◆ **TO-DO LIST**:
- a) Write out the passage about Noah and the ark word for word, starting with "Finally, the ark" and going on through "much to hope.".
- b) Write what comes next in the passage about Noah and the ark, picking up after its last sentence.

** Start PASSAGE **

And far more tragic, none of them could get the sound out of their
heads of all the screaming men, women, and children who died in the
flood, many while banging on the walls of the ark. Noah’s
wife was waking up every night with nightmares of children sinking into
a watery grave.
Noah had understood that there would be some trials along the way to
receiving God’s promised blessing. After all, he had been
warned of 40 days of rain, and even of the death of many of his friends
and extended family. But it had been five months of darkness,
death, and storms. Noah’s faith was weakening. He
called out in anguished prayer night after sleepless night, “God,
have you forgotten all about us? You never said the journey was
going to be this hard! Where’s this promised covenant
blessing of yours!”
Finally, the ark hit ground on the peak of Mt Ararat.
Noah’s faith began to rise. But as he looked out the
window, all that could be seen on the horizon was water, endless
rolling, green water. “False hope” he called out to
the family. Two and half more months passed by imprisoned in the
ark. Noah, clinging to a drop of hope, peeked out the window
again. Some other mountain peeks were beginning to jut up through
the water. Noah wanted to hope again, but he just wasn’t
sure he could. It hurt too much to hope.

** End PASSAGE **
** Start EXTRACTED MATERIAL **

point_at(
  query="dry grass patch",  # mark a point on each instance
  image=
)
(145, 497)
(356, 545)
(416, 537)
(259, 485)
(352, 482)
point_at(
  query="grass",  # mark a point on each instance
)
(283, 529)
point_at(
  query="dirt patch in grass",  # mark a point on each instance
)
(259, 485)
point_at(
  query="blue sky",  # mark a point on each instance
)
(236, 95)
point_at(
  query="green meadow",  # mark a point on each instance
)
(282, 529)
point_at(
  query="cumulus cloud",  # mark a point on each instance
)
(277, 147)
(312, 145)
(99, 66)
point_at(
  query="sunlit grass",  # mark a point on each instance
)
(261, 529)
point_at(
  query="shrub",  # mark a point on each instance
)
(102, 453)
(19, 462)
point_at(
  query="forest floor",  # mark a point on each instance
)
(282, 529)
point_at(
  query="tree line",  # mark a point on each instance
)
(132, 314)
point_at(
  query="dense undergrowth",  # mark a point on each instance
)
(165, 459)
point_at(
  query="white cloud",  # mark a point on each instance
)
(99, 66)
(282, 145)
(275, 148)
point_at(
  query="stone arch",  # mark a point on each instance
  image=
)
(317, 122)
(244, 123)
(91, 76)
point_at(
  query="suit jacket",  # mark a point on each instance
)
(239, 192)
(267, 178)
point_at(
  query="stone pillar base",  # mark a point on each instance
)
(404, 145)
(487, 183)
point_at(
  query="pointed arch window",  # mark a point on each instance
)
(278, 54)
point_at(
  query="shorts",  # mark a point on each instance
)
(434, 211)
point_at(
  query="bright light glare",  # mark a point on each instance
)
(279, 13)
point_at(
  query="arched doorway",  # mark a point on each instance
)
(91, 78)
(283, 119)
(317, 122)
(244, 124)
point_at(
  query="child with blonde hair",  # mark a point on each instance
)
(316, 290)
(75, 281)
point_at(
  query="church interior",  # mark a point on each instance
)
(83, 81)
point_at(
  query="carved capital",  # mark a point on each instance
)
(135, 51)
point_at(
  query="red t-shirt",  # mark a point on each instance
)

** End EXTRACTED MATERIAL **

◆ **ANSWERS BELOW**:
- a)
Finally, the ark hit ground on the peak of Mt Ararat.
Noah’s faith began to rise. But as he looked out the
window, all that could be seen on the horizon was water, endless
rolling, green water. “False hope” he called out to
the family. Two and half more months passed by imprisoned in the
ark. Noah, clinging to a drop of hope, peeked out the window
again. Some other mountain peeks were beginning to jut up through
the water. Noah wanted to hope again, but he just wasn’t
sure he could. It hurt too much to hope.

- b)
Another forty days passed. Noah no longer even looked out the
window. Noah’s son Shem kept encouraging him,
“Father, we know that our God is faithful. He will keep his
promise. Have hope, have faith.” God used
Shem’s words to encourage Noah, so he rose to his feet, opened
the window, and let out a raven. The raven didn’t
return. “I told you it was a waste of time,” said
Noah to Shem.” No, no try again father, try again,”
said Shem. So Noah let out a Dove, but the Dove retuned to the
boat. Noah walked away from the window.
Our Bible passage for today in verse 8:1 begins with three powerful
words of promise that transforms the entire flood account in a story
far more of grace than of judgment. “God remembered Noah.”
Seven days later, Noah gives into the encouragement of Shem once
again. He released another Dove. And God sent the Dove back
with an olive branch in its mouth, a sign of hope and faith and future.
Noah could feel God’s Spirit blowing upon his barely-glowing
ember faith fanning it back to flame. “God had remembered
Noah.”
Another seven days passed…another Dove was let out….this
one didn’t return. Noah, full of hope and faith pried open
the sealed door of the ark and flew it open. The family and a few
loose monkeys ran to the open door. Fresh sunlit flooded the
ark. Yet, it was still not safe to go out. Land was just
beginning to appear. Fresh air was blowing in through the large
open door, and fresh faith and hope was rising. “God is
going to keep his covenant promise after all,” declared
Noah! Yet still they had to wait two more months before they
could leave the ark. Faith waits…
God had remembered Noah, his family, and all the livestock and
animals. For 1 year and 17 days, God had been silent all through
the horrific storm. God now spoke with Noah once again, and as
recorded in verse 8:15, God declared, “Everyone,
leave the boat, and you animals, scatter across the face of the earth,
be fruitful and multiply, fill the whole earth!” God
had remembered Noah, his family, and all the animals!
There are three more faith lessons we are going to pull from the life
of Noah. They all have to do with God’s remembering.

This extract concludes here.